Please rewrite the records from their start through the line containing "[(80, 292), (303, 230), (390, 268), (157, 238)]", including that line and the requests, and stop there. In the answers, shift every coordinate by adding 5 to each x and y value.

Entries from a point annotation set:
________

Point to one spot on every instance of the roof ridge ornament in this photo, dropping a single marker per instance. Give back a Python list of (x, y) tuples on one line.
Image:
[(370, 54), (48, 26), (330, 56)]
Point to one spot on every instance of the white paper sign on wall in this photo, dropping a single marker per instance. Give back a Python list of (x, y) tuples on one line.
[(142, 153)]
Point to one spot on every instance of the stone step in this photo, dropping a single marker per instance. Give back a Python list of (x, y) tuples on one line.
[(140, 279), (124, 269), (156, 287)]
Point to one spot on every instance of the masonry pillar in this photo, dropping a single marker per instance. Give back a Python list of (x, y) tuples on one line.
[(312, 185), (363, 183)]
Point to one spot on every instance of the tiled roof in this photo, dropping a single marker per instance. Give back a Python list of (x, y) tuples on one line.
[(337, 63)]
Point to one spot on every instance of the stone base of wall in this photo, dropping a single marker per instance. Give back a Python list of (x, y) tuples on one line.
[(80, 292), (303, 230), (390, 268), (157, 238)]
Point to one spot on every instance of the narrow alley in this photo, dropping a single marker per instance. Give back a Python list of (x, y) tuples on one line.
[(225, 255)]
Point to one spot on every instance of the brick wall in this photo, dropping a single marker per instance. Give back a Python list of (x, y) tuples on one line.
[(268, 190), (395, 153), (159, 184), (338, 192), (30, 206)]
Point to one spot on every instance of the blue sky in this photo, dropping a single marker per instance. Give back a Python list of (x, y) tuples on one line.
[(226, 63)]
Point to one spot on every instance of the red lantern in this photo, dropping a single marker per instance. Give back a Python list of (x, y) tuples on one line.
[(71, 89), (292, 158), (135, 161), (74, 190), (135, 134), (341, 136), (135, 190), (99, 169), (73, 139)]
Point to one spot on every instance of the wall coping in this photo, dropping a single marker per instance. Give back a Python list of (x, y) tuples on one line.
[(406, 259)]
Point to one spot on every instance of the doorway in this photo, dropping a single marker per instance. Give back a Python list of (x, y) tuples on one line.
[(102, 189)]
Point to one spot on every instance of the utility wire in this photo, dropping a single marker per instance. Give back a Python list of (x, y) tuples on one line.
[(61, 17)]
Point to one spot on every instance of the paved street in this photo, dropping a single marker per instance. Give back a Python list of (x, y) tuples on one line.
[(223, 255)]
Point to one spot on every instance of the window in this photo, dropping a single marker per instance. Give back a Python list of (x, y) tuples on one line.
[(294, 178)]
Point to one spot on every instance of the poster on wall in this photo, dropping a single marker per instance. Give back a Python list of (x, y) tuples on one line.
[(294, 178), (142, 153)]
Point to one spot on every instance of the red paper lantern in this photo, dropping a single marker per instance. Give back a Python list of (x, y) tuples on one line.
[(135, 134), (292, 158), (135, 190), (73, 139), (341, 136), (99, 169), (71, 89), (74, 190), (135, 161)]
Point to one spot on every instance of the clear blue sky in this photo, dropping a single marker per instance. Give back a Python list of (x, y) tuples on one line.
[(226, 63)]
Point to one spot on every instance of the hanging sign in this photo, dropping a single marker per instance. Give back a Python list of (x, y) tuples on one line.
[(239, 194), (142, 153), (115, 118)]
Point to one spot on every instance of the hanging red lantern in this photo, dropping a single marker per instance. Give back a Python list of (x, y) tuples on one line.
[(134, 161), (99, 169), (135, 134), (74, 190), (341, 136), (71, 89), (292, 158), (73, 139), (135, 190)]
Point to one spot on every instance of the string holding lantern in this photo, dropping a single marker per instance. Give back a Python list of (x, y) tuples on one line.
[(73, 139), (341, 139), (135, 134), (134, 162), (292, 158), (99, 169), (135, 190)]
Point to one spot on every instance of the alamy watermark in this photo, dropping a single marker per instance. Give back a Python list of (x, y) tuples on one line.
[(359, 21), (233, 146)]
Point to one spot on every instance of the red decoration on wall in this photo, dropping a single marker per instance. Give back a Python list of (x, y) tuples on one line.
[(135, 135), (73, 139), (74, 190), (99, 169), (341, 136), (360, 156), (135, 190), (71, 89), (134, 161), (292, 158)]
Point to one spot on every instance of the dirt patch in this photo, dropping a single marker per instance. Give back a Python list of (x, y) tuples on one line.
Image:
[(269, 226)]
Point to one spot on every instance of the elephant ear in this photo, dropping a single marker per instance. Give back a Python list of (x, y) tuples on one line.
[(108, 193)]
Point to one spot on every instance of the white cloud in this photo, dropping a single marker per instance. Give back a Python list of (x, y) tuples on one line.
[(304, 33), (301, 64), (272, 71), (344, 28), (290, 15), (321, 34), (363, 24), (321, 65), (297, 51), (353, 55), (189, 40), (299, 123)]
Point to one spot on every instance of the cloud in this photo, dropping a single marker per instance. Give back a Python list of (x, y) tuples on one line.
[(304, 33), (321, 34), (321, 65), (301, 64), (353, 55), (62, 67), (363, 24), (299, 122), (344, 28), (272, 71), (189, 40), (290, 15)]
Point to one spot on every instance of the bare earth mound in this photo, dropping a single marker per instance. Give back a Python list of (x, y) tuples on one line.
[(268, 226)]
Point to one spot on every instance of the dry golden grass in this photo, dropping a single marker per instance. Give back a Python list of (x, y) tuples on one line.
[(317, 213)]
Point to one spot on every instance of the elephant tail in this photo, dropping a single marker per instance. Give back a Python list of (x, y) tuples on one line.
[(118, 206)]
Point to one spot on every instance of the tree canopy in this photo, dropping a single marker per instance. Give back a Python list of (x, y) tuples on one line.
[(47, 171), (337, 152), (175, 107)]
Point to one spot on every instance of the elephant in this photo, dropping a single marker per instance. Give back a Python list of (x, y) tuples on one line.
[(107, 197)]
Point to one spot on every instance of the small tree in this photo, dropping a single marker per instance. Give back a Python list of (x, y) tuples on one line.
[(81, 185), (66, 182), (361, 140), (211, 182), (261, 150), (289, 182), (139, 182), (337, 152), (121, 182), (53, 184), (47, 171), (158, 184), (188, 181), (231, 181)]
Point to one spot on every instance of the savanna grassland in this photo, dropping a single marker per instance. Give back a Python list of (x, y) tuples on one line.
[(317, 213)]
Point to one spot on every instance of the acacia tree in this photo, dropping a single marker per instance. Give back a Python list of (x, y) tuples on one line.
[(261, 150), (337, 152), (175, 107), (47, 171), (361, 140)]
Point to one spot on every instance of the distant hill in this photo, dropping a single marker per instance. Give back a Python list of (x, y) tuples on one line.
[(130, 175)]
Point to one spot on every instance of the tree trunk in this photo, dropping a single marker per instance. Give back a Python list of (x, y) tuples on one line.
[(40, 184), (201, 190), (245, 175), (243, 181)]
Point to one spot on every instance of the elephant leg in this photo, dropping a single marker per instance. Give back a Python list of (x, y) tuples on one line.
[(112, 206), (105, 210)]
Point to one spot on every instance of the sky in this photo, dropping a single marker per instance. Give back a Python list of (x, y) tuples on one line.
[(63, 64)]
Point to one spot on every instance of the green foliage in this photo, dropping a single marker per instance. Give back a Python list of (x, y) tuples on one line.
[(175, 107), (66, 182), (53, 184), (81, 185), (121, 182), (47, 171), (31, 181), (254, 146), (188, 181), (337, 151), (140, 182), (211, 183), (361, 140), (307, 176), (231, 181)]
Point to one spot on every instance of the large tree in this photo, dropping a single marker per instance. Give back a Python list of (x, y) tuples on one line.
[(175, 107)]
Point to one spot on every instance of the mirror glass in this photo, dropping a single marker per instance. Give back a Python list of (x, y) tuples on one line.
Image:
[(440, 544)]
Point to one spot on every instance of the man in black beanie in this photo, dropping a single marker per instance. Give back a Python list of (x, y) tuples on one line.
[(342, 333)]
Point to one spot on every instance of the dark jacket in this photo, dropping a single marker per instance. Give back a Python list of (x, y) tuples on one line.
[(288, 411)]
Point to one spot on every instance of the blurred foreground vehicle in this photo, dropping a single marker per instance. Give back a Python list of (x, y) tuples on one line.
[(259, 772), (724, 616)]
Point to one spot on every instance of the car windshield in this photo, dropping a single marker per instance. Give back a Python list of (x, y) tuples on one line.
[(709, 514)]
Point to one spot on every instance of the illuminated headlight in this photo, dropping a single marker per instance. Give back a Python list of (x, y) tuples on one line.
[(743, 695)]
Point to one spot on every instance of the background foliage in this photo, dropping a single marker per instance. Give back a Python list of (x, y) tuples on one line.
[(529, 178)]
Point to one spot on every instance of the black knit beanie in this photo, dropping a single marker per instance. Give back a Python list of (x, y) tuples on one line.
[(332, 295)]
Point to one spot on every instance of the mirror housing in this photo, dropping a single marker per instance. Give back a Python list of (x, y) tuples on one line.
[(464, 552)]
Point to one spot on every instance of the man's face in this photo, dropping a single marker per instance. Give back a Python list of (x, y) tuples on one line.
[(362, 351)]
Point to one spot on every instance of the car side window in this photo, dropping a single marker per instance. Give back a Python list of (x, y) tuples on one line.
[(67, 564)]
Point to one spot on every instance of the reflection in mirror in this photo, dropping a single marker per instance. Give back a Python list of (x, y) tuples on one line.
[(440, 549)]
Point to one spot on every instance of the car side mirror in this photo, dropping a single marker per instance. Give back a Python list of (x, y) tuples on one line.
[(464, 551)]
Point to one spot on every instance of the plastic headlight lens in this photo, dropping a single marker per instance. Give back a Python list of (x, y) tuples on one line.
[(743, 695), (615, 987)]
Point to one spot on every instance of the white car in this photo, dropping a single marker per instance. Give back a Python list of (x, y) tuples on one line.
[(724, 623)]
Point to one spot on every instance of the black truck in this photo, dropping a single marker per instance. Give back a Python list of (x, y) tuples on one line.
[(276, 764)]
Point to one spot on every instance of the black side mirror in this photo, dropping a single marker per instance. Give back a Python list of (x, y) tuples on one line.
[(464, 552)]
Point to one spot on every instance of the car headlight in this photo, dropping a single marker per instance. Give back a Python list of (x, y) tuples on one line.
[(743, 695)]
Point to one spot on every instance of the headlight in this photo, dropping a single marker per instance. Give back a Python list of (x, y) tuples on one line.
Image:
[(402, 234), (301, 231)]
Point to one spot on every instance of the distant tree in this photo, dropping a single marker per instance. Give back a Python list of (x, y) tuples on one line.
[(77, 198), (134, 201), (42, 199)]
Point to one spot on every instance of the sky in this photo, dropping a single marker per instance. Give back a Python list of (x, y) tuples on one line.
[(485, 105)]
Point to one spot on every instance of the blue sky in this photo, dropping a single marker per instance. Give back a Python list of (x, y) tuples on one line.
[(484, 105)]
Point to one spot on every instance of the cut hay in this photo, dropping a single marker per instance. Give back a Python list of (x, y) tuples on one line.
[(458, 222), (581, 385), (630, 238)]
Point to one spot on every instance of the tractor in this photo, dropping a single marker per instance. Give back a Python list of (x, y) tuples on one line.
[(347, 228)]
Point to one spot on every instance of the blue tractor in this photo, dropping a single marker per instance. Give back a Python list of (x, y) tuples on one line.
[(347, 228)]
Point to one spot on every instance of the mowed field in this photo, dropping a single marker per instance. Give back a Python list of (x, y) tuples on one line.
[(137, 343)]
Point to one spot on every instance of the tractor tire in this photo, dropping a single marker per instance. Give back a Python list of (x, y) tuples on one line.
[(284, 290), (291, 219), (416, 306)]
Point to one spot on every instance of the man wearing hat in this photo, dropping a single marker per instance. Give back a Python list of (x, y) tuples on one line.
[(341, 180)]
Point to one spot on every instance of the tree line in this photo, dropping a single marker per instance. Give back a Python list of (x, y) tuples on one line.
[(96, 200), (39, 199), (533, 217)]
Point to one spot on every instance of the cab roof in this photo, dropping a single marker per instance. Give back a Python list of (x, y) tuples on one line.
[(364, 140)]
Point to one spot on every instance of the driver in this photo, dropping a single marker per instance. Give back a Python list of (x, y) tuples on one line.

________

◆ **RESPONSE**
Point to one spot on every instance of the roof ridge ornament in this photo, dropping a single marker per instance. Give back a Python list of (x, y) tuples on one line.
Image:
[(375, 59), (53, 31), (335, 61)]
Point to one spot on every instance of the white paper sign on wall in this photo, dropping a single marker per instance. Give back a Python list of (x, y) tuples on one line.
[(147, 158)]
Point to one spot on every instance of the stone step in this photo, dropping a single marker per instance. Give back a Python list of (x, y) tuples on one line.
[(145, 284), (129, 274), (161, 292)]
Point to one spot on every instance of the masonry pillar in this photo, dropping a single marker per instance. Give back a Python list of (x, y) tuples on one line.
[(317, 190), (368, 188)]
Point to one spot on every instance of the tiled roof in this photo, dropping a single marker per instance. Give back a Python list of (x, y) tuples on one line.
[(342, 68)]
Point to one spot on every instance of the stone base of wall in this photo, dropping a single marker per instance. Give back a Python list of (x, y) tuples on one line.
[(85, 297), (308, 235), (395, 273), (162, 243)]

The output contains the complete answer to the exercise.